ABOUT THIS EXERCISE: Begin at the line holding "207 121 L 191" and set down exactly each line through the last one below, omitting pictures. Include nothing else.

________

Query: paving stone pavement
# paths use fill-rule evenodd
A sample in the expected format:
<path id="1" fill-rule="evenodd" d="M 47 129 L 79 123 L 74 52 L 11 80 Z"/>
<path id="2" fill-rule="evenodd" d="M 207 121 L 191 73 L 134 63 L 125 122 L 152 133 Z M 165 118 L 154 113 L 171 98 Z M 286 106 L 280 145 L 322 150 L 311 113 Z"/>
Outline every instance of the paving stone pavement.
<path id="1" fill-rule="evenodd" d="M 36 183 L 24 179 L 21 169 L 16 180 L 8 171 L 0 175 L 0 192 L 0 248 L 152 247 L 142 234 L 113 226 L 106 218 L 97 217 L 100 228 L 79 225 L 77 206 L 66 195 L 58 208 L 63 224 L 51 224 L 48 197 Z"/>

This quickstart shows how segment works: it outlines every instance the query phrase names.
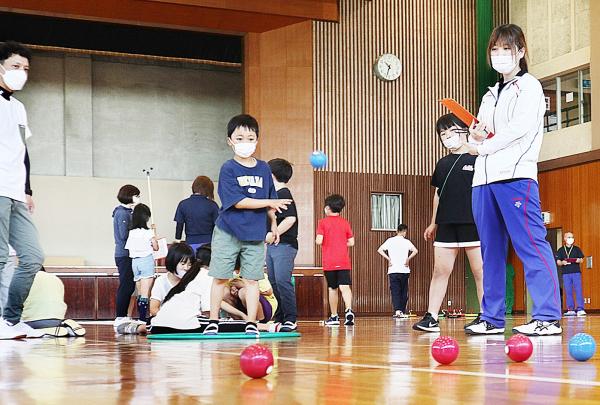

________

EXERCISE RESPONSE:
<path id="2" fill-rule="evenodd" d="M 207 121 L 191 73 L 134 63 L 125 122 L 152 133 Z M 165 118 L 154 113 L 171 98 Z M 286 106 L 280 145 L 322 150 L 311 113 Z"/>
Outline every instance of the paving stone pavement.
<path id="1" fill-rule="evenodd" d="M 36 183 L 24 179 L 21 169 L 16 180 L 8 171 L 0 175 L 0 192 L 0 248 L 152 247 L 142 234 L 113 226 L 106 218 L 97 217 L 100 228 L 79 225 L 77 206 L 66 195 L 58 208 L 63 224 L 51 224 L 48 197 Z"/>

This quickstart shows how segment works: it outlines every instance the query phrase names.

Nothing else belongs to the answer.